[Work to be completed] Return only those lines of the listing that hold the word "annotate".

[Material for the task]

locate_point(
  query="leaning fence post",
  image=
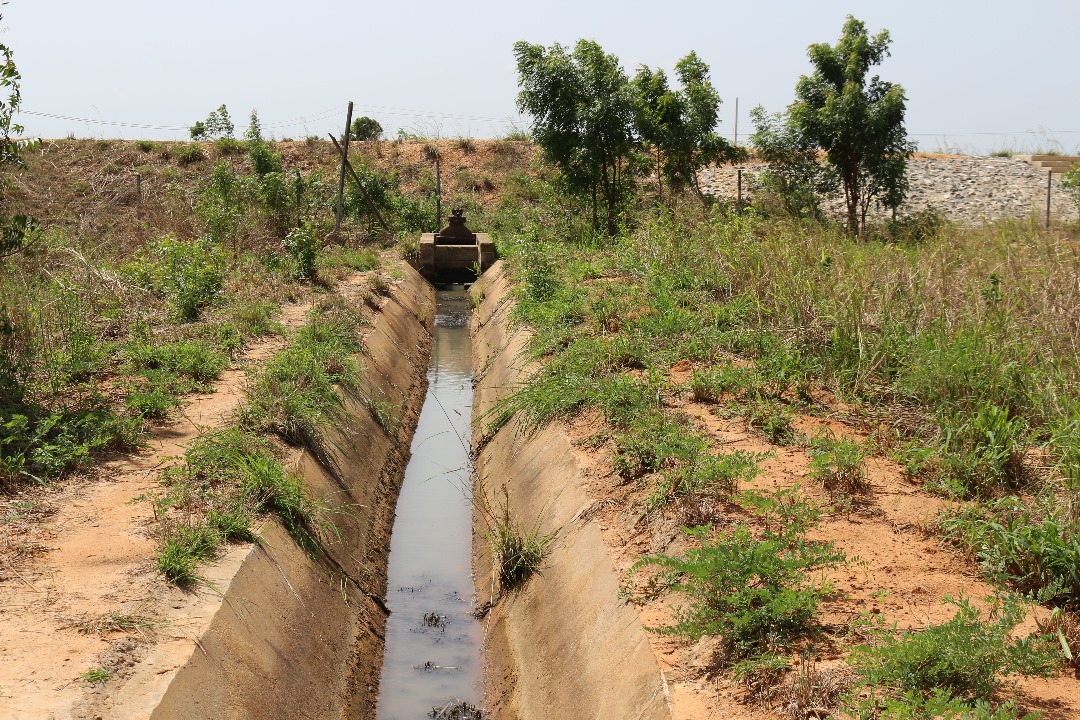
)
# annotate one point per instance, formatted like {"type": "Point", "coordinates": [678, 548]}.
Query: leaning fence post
{"type": "Point", "coordinates": [345, 161]}
{"type": "Point", "coordinates": [1050, 179]}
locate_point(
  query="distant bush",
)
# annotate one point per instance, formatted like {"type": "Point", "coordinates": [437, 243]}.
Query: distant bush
{"type": "Point", "coordinates": [188, 154]}
{"type": "Point", "coordinates": [188, 274]}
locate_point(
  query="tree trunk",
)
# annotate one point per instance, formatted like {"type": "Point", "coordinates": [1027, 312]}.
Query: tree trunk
{"type": "Point", "coordinates": [851, 194]}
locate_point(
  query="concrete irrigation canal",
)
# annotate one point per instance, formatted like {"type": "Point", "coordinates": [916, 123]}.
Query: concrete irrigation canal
{"type": "Point", "coordinates": [379, 624]}
{"type": "Point", "coordinates": [433, 640]}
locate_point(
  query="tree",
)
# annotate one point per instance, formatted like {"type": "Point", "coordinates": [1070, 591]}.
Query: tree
{"type": "Point", "coordinates": [679, 124]}
{"type": "Point", "coordinates": [794, 175]}
{"type": "Point", "coordinates": [582, 111]}
{"type": "Point", "coordinates": [13, 229]}
{"type": "Point", "coordinates": [858, 122]}
{"type": "Point", "coordinates": [217, 124]}
{"type": "Point", "coordinates": [365, 128]}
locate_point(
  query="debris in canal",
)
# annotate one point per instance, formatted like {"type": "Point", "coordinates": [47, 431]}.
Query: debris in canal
{"type": "Point", "coordinates": [457, 710]}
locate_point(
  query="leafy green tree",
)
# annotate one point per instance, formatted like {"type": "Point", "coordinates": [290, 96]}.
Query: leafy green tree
{"type": "Point", "coordinates": [582, 110]}
{"type": "Point", "coordinates": [679, 124]}
{"type": "Point", "coordinates": [365, 128]}
{"type": "Point", "coordinates": [859, 122]}
{"type": "Point", "coordinates": [13, 229]}
{"type": "Point", "coordinates": [217, 124]}
{"type": "Point", "coordinates": [794, 174]}
{"type": "Point", "coordinates": [265, 160]}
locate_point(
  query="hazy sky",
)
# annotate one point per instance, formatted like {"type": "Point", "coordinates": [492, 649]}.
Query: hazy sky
{"type": "Point", "coordinates": [979, 76]}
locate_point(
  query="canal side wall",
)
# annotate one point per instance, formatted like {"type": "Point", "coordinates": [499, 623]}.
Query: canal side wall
{"type": "Point", "coordinates": [297, 637]}
{"type": "Point", "coordinates": [565, 646]}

[Answer to this task]
# annotate one point per instance, formatted like {"type": "Point", "coordinates": [678, 548]}.
# annotate one point per instance, formatted like {"type": "Point", "coordinates": [437, 243]}.
# annotate one point per instance, formatted like {"type": "Point", "coordinates": [1027, 312]}.
# annotate one point per instance, formatted like {"type": "Point", "coordinates": [916, 123]}.
# annotate one point per instance, formatted like {"type": "Point", "coordinates": [1070, 591]}.
# annotate one point per instance, formatted like {"type": "Point", "coordinates": [47, 431]}.
# annotate one point per instance, formatted like {"type": "Point", "coordinates": [290, 96]}.
# annotate one point per instance, formatted like {"type": "Point", "coordinates": [492, 649]}.
# annotate one point per instance, formatted like {"type": "Point", "coordinates": [499, 623]}.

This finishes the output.